◆ **ACTIVITY**
Could you restate all of the records exactly, leaving out the pictures?

◆ **RECORDS FOR PROCESSING**

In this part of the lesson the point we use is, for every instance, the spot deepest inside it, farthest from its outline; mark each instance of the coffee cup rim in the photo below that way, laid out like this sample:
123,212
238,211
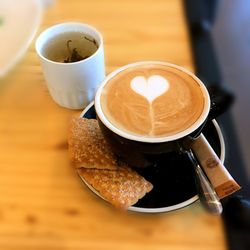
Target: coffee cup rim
145,139
68,26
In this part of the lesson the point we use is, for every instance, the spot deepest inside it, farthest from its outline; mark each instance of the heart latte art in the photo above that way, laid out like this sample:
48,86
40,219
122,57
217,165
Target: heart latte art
152,100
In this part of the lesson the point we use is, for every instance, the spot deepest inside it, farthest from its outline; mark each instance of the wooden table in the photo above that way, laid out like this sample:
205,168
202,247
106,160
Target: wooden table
43,204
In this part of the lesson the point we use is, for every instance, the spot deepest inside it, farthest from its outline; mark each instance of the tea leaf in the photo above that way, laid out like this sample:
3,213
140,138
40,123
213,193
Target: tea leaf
74,56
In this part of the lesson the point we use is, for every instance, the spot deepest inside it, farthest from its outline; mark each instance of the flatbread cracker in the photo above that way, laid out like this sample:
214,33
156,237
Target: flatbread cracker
122,187
87,147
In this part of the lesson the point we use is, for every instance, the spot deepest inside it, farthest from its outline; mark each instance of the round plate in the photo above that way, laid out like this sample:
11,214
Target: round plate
172,176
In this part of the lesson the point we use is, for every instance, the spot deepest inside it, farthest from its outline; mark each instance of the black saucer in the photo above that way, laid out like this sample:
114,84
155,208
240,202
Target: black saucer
172,175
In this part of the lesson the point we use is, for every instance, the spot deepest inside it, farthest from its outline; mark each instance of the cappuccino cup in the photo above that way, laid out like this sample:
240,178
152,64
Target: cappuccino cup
148,108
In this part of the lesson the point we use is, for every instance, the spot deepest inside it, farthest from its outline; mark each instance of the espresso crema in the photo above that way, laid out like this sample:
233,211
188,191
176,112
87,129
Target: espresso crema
152,100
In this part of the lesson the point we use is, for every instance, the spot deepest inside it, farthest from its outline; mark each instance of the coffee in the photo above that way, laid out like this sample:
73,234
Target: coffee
70,47
152,100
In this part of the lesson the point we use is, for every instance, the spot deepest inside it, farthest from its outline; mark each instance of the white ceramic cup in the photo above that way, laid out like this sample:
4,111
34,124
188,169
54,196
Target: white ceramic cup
72,85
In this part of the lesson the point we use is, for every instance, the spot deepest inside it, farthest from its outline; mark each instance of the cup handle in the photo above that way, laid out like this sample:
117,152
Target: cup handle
221,100
220,178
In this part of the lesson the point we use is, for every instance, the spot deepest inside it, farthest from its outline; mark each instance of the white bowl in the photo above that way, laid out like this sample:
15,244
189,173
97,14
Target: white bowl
19,21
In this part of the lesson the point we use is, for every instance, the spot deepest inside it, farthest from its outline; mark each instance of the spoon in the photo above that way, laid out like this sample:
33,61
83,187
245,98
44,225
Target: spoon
207,195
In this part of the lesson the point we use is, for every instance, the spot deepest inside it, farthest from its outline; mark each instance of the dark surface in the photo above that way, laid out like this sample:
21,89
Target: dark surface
233,53
171,175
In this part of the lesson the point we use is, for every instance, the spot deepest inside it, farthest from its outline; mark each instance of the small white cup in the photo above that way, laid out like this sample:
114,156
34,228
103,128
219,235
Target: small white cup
72,85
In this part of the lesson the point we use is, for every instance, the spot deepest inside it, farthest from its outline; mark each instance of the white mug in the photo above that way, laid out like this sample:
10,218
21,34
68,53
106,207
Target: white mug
72,85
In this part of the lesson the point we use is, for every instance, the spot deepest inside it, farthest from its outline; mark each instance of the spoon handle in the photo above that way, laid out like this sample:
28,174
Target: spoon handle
221,180
207,195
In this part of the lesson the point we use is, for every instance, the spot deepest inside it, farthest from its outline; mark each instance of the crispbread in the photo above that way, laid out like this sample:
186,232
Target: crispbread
122,187
87,147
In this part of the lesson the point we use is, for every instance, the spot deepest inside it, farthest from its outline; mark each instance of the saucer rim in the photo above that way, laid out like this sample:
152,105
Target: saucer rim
168,208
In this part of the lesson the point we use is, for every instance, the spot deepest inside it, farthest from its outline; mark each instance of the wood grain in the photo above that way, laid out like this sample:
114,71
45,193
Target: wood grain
43,204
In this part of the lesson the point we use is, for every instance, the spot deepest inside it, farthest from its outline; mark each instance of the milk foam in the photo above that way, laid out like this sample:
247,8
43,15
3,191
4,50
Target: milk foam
152,101
150,88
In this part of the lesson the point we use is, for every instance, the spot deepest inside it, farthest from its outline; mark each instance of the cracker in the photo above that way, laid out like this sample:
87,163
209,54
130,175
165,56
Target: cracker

◆ **EXPECTED OUTPUT**
In this part of the lesson the point we use is, for every instance, the spot deepest inside it, farthest from its outline; mark each instance of the coffee cup rim in the photo below that way, laid out like this sample:
123,212
238,211
Target: coffee cup rim
145,139
68,26
In this part of the lesson the point we use is, for every instance, the spot deepest inside it, farthest from its outline; mark each instance of the heart latte art in the photo above that way, laid out like this sample:
48,86
40,219
122,57
217,165
Target: heart latte art
152,100
In this part of the lesson the point we use is, for every instance, the spot deepest inside it, farthest from its outline; mark each instance of the wooden table in the photo above that way, laid out like this sample:
205,168
202,247
106,160
Target: wooden table
43,204
In this part of the lesson the point we use is, for every instance, the spot deepest inside it, farthest from its outline; mark each instance of the tea leaf in the photo above that way, laid out like this sample:
3,213
140,138
40,123
213,193
Target: tea leaf
74,56
In this part of the lesson the point we use is, for every instance, the spot deepest inside it, farthest from its outline; mark each instance of the flatbread cracker in the photo above that way, laid out like this sample:
214,33
156,237
Target: flatbread cracker
122,187
87,147
In this part of the lesson the point we use is, for every instance, the spot deepest inside it, farthest from its outline; mark each instance of the round plate in the photo above that way, laid out like this sample:
11,214
Target: round plate
172,176
In this part of the lesson the point we use is, for every instance, the spot deepest inside it, farthest from its outline; mark each instance of the black saucer in the photo above that way, laid out like this sample:
114,84
155,208
240,202
Target: black saucer
172,175
In this part of the lesson the point we use is, for every instance, the spot deepest inside it, farthest from its outline; mark each instance of the cappuccino cup in the photo above that way, laid out like this sample:
240,178
152,64
Target: cappuccino cup
148,108
In this part of the lesson the point we use is, for every instance, the spot deepest inside it, farthest from its outline; mark each instance of the espresso crema in the photo above that way, laid out like this sample:
233,211
188,191
176,112
87,129
Target: espresso crema
152,100
In this part of the lesson the point we use is, for every instance, the spot deepest inside it, farthest from its outline; mark each instance of the coffee in the photo above that way, laid out like this sample:
73,234
Target: coffee
70,47
152,100
In this part of the lesson the point we use is, for every instance, the spot deepest inside it, farthest from its outline; mark each instance of the white ceramic cup in the photo above that way, laid out like this sample:
4,111
34,124
188,169
54,196
Target: white ceramic cup
72,85
In this part of the lesson the point we use is, for every instance, the spot deepest inside it, farthest from its outline; mark each instance of the cup handle in the photo above that way, laid out like this sample:
117,152
Target: cup handle
221,100
220,178
In this part of the lesson the point we use is, for every instance, the spot deepest inside it, farthest from its outline; mark each instance of the white bowl in the photo above that way, laid out like this sample:
15,244
189,173
97,14
Target: white bowl
19,21
In this part of the lesson the point we use is, for every instance, the spot deepest inside it, farthest from its outline; mark each instance of the spoon in the photo above that way, laid out like this sample:
33,61
83,187
245,98
44,225
Target: spoon
207,195
In this part of the lesson the point we use is, for every instance, the spot deepest inside it, farthest from its outline; mark each instance of the dark surface in the photo above that way, laid out like this sample:
21,89
Target: dark surface
233,53
171,175
In this part of the lesson the point we use is, for every instance, the spot deepest inside it, farthest from its outline; mark each instance of the small white cup in the photo above that way, laid out like this sample:
114,156
34,228
103,128
219,235
Target: small white cup
72,85
In this part of the lesson the point we use is, for every instance, the spot deepest inside it, farthest from its outline; mark each instance of the white mug in the photo above that way, laid out like this sample:
10,218
21,34
68,53
106,207
Target: white mug
72,85
In this part of the lesson the point we use is, for every instance, the spot deepest inside it, farthest from its outline; mark each instance of the spoon handle in the photo above that way, laid out like this sample:
28,174
Target: spoon handle
221,180
207,195
In this part of the lesson the point we use is, for every instance, the spot deepest inside it, farthest from its outline; mark each instance of the crispbread in the photo above that way, laid out like this sample:
186,232
Target: crispbread
122,187
87,147
In this part of the lesson the point we use is, for every instance, the spot deepest inside it, farthest from its outline; mark each instance of the saucer rim in the photo above that way, laid out like this sample:
152,105
Target: saucer rim
168,208
In this part of the lesson the point we use is, for every instance, the spot deepest inside it, farthest from its outline; mark each instance of the wood grain in the photo above that way, laid out like this sample:
114,71
45,193
Target: wood grain
43,204
In this part of the lesson the point we use is, for every instance, the spot deepest inside it, farthest from its outline; mark each instance of the milk foam in the photo above that way, laid out like this sample:
247,8
43,15
3,191
4,50
Target: milk foam
152,101
150,88
In this part of the lesson the point we use is, for every instance, the spot deepest inside it, farthest from its outline; mark each instance of the cracker in the photo above that way, laid out like this sample:
87,163
209,54
130,175
165,56
Target: cracker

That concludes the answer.